La primera vez que Miguel ‘Happy’ Lora llegó a su casa después de practicar boxeo, a mediados de los años setenta, su mamá, Mercedes Escudero, le quemó la pantaloneta de ejercicios y le despedazó los guantes. Quería acabar de tajo su gusto por ese deporte, y para asustarlo y convencerlo, le recordó que él pesaba solo 45 kilos.
—Me dijo: “¿Tú estás loco? ¡Aquí no me vuelvas más con esto porque ese deporte no me gusta! ¡Ese es un deporte para gente fuerte y tú estás muy flaquito!” —recuerda Happy.
Su cara no tiene una sola cicatriz de los más de cuarenta contrincantes que enfrentó hace cuatro décadas. Recibió pocos golpes. Ese fue su secreto. En su rostro se impone, sí, la figura de su emblemático bigote, hoy entrecano, que le cubre la mitad del labio superior. Sin él, su semblante no sería el de un adulto, sino el de un chico de mirada infantil que levanta sus cejas ante las más pequeñas impresiones. Los más de 80 kilos que pesa hoy, treinta más de los de aquel Happy que ganó el campeonato mundial de boxeo la noche del 9 de agosto de 1985, no le han disminuido su agilidad, parecida a la de alguien que esquiva culebras en un camino.
En las esquinas y andenes hace amagos boxísticos con amigos o conocidos que se tropieza. En las imágenes del triunfo exhibe un pecho velludo, y la luz de los reflectores ilumina y rebautiza a un don nadie que había salido quién sabe de dónde para vencer ante millones de televidentes al mexicano Daniel Zaragoza.
Tocó el cielo.
Pero tenía una tensión grande. Muy grande.
—Soy derecho e iba a pelear contra un zurdo, que es guardia equivocada. Yo manejaba muy bien la mano izquierda peleando contra un derecho, pero con un zurdo esa mano ya no es buena como para manejar la pelea. Me incomodó en los primeros asaltos. Afortunadamente, le metí una derecha en el mentón y lo tumbé. En los entrenamientos había planeado ese golpe. En el boxeo es la mente rápida lo que vale. Brusa, mi entrenador, me decía “apúntale al mentón”, y lo intenté e intenté hasta que lo cogí y cayó. Se levantó y lo volví a tumbar en ese asalto. Ahí mi vida cambió.
Antes de entrar al boxeo amateur, Happy ya había tenido peleas callejeras. En la adolescencia, el primero en sufrir sus puños fue un panadero cercano a su casa.
—Me la tenía montada, decía que yo me las tiraba de chachito. Lo agarré a puños en plena calle, se me iba y yo lo perseguía hasta que me lo quitaron. Lo reventé todo. Ahí se le acabó el perrateo conmigo.

**ENUNCIADO DEL EJERCICIO**
Prosigue el relato sobre el boxeador Miguel ‘Happy’ Lora a partir de su última oración.

[Datos de localización de puntos]
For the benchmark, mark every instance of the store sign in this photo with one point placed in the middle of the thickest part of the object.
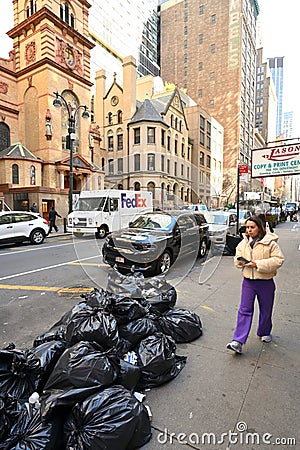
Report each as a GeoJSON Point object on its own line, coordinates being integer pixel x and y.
{"type": "Point", "coordinates": [275, 161]}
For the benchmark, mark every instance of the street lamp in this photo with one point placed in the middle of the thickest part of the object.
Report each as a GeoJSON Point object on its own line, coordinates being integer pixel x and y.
{"type": "Point", "coordinates": [58, 103]}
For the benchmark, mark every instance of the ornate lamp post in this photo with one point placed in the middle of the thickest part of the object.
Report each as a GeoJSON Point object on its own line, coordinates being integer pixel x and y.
{"type": "Point", "coordinates": [58, 103]}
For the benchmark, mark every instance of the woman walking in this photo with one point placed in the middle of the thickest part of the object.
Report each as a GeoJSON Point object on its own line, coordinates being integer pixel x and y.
{"type": "Point", "coordinates": [259, 256]}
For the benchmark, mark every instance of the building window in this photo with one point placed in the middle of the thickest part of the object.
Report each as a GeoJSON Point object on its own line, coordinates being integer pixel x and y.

**RESPUESTA**
Sin embargo, antes que el boxeo, en esa época a Happy le interesaba el fútbol. Jugaba en una cancha que hoy quedó al lado del coliseo “Miguel ‘Happy’ Lora”. Era puntero derecho y le decían Willington Ortiz y Jairzinho, por su velocidad.
Vivía en la calle 23 con carrera 8, en Montería, en un barrio antiguo y central, en casa de su abuelo Manolo Escudero Benítez, dueño de varias fincas. El papá de Happy, Miguel Lora Gómez, abandonó a su familia: una esposa, cinco hijos, un hogar. Por eso el abuelo se los llevó a vivir con él.
Cuando Happy regresaba de jugar fútbol, se asomaba por una pared a ver practicar boxeo en el patio de la vecina familia López Castellar, que había hecho un gimnasio en el que entrenaban el Yata Durango, el Barbulito Zuluaga y Lucho Zúñiga. Un día vio de cerca cómo guanteaban y quiso hacer lo mismo.
—Me puse los guantes y todos empezaron a decir: “Mira, Happy parece un boxeador profesional”, “mira cómo le pega al sand bag”, “¡cómo brinca a la sombra!”. Mis amigos me organizaron las primeras peleas y las gané.
El apodo ‘Happy’ se lo puso una tía cuando era niño, porque siempre lo veía brincar de un lado a otro, muy feliz.
Piedad Malluk, la esposa de Happy, dice que él le ha enseñado varias cosas.
—¿Como cuáles? —le pregunto.
—Cuando iba a pelear por el título con Zaragoza, se le metió que él tenía que mostrar en Miami el sombrero vueltiao. Yo me opuse, le dije “no, Happy, ese sombrero es muy corroncho, no me hagas pasar esa vergüenza, mira que esos gringos no saben nada de ese sombrero”. Y él me decía que sí lo iba a lucir cuando ganara la pelea. Y fíjate, él fue el primero en lucir el sombrero vueltiao con orgullo a nivel mundial. No se dejó convencer ni de mí, que soy su esposa. Hoy no pienso lo mismo del sombrero, por supuesto.
Raúl Porto Cabrales, experto en boxeo, dice que Happy era un estilista consumado. No desperdiciaba los golpes. En esa precisión era donde él marcaba la diferencia. “Cuando uno revisa su récord, se da cuenta de que casi el 50 % de sus peleas las ganó por nocaut. Llamaba mucho la atención esa flexibilidad que tenía para mover el tronco. Tenía una inmensa capacidad de improvisación, algo poco común en los boxeadores. Era astuto y a veces tenía un boxeo un poco clásico y otras, intuitivo”, explica.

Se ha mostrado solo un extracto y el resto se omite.